## Exercise objective
Could you copy exactly the lines from the one containing "of the soccer" through the last line of the records below, and nothing else?

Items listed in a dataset
= Beginning of Section =
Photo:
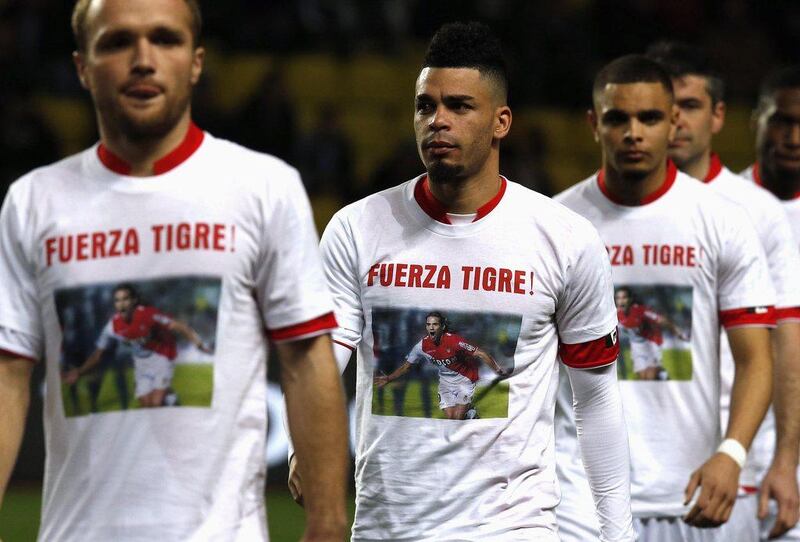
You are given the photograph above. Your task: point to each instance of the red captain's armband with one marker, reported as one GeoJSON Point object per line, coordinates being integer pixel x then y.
{"type": "Point", "coordinates": [764, 316]}
{"type": "Point", "coordinates": [14, 355]}
{"type": "Point", "coordinates": [588, 355]}
{"type": "Point", "coordinates": [321, 324]}
{"type": "Point", "coordinates": [787, 314]}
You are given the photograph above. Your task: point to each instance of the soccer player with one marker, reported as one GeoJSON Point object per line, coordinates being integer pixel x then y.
{"type": "Point", "coordinates": [688, 245]}
{"type": "Point", "coordinates": [157, 199]}
{"type": "Point", "coordinates": [151, 333]}
{"type": "Point", "coordinates": [644, 326]}
{"type": "Point", "coordinates": [458, 362]}
{"type": "Point", "coordinates": [464, 238]}
{"type": "Point", "coordinates": [777, 169]}
{"type": "Point", "coordinates": [772, 461]}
= End of Section =
## Finished exercise
You are given the photograph above. Your task: point to each instance of the soccer player with one marker, reported as one GeoJSON Point object per line, coordinates being integer pixel x then y.
{"type": "Point", "coordinates": [688, 245]}
{"type": "Point", "coordinates": [157, 199]}
{"type": "Point", "coordinates": [151, 333]}
{"type": "Point", "coordinates": [644, 326]}
{"type": "Point", "coordinates": [458, 362]}
{"type": "Point", "coordinates": [464, 238]}
{"type": "Point", "coordinates": [777, 169]}
{"type": "Point", "coordinates": [772, 461]}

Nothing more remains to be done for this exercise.